▸ ACTIVITÉS
**A)** Relevez tous les sigles qui apparaissent dans l'extrait.
**B)** Recopiez le passage de l'extrait qui commence par « Vous proposez aussi » et se termine par « peuvent avoir besoin. ».
───── EXTRAIT DU TEXTE ─────
Enfin, vous écrivez que cette mesure pourrait faciliter « la constitution de listes, renforçant, de fait, la liberté de candidature ». L'abaissement du nombre de conseillers municipaux sur une liste serait-il la meilleure façon de garantir cette liberté ? Il faudra m'expliquer la logique de cette proposition, qui semble un peu techno. Cette question n'est pas centrale pour les élus municipaux.

Enfin, les propositions 33 et 35 sont emblématiques d'une certaine conception des collectivités locales. Sur la réforme des attributions de compensation dans les EPCI, vous proposez que la présidence de la commission locale d'évaluation des charges transférées (Clect), organe chargé de fixer ces attributions, soit confiée à un magistrat de la chambre régionale des comptes. Les élus locaux sont assez allergiques à ces formes de tutelle.

Vous proposez aussi la dissolution du pôle d'équilibre territorial et rural (PETR) en expliquant que, depuis la loi du 7 août 2015 portant nouvelle organisation territoriale de la République (NOTRe), l'existence de cette catégorie d'établissement public n'est plus justifiée. La simplification ne peut se faire au détriment d'outils techniques et juridiques dont les collectivités peuvent avoir besoin.

M. François-Noël Buffet, président de la commission des lois. - La proposition 41, qui concerne la métropole de Lyon, s'inscrit dans la lignée des propositions formulées dans le rapport de Françoise Gatel et Mathieu Darnaud, Métropole de Lyon - Communes : le pari d'un destin commun, adopté par la commission des lois en décembre 2022. Il faut continuer d'avancer sur le sujet et cette proposition est pertinente.

M. Éric Woerth. - Je vous remercie pour toutes ces remarques, qui montrent bien que ce rapport ne provoque pas l'indifférence... J'y ai fait état de mes convictions parce que l'exercice le réclame et qu'il ne s'agit pas d'un projet de loi. Le rapport offrira une base à la concertation, au terme de laquelle certaines mesures disparaîtront, certaines seront retenues et d'autres seront poussées plus loin. J'ai souhaité que cette base soit la plus complète possible.
───── DONNÉES FOURNIES ─────
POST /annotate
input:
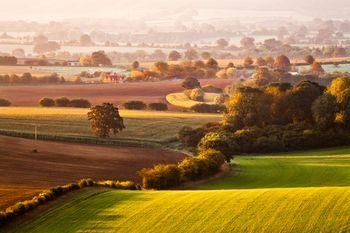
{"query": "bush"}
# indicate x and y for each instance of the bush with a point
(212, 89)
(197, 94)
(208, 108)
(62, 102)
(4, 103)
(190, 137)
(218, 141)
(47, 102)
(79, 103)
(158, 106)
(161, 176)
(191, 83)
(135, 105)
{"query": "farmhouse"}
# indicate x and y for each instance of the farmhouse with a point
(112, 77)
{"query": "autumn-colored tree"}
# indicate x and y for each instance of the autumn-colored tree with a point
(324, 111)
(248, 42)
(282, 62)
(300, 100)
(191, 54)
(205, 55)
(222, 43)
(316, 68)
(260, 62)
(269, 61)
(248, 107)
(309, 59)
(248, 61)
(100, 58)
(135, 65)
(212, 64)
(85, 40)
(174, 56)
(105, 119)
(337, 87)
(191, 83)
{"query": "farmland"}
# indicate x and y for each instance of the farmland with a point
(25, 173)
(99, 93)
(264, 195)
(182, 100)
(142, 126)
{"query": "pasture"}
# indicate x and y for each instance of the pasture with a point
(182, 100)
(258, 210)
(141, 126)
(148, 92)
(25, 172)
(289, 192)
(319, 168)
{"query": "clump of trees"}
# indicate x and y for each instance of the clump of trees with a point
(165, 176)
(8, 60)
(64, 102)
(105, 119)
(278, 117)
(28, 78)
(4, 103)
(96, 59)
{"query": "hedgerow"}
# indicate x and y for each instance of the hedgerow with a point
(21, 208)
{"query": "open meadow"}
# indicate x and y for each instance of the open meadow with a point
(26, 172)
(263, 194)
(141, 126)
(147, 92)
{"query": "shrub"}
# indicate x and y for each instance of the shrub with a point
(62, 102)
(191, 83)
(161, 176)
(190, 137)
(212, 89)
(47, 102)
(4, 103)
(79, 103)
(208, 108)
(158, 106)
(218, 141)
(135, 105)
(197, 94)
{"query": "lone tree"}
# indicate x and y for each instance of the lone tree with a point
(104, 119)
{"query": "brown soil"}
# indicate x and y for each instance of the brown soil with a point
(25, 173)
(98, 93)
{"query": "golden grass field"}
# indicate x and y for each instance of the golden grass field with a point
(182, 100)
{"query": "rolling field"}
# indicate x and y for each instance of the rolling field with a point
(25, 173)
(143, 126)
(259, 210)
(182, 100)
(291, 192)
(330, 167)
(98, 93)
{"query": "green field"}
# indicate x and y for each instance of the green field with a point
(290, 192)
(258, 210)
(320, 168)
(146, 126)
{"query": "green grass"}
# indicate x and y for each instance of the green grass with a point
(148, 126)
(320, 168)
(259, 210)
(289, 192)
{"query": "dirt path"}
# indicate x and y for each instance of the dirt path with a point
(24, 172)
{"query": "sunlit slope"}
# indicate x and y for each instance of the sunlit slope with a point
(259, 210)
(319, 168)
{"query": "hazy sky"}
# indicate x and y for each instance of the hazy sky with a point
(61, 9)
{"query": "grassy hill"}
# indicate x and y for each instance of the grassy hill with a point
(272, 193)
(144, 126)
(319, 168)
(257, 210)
─────
▸ RÉPONSES PAR ACTIVITÉ
**A)** EPCI, Clect, PETR, NOTRe

**B)**
Vous proposez aussi la dissolution du pôle d'équilibre territorial et rural (PETR) en expliquant que, depuis la loi du 7 août 2015 portant nouvelle organisation territoriale de la République (NOTRe), l'existence de cette catégorie d'établissement public n'est plus justifiée. La simplification ne peut se faire au détriment d'outils techniques et juridiques dont les collectivités peuvent avoir besoin.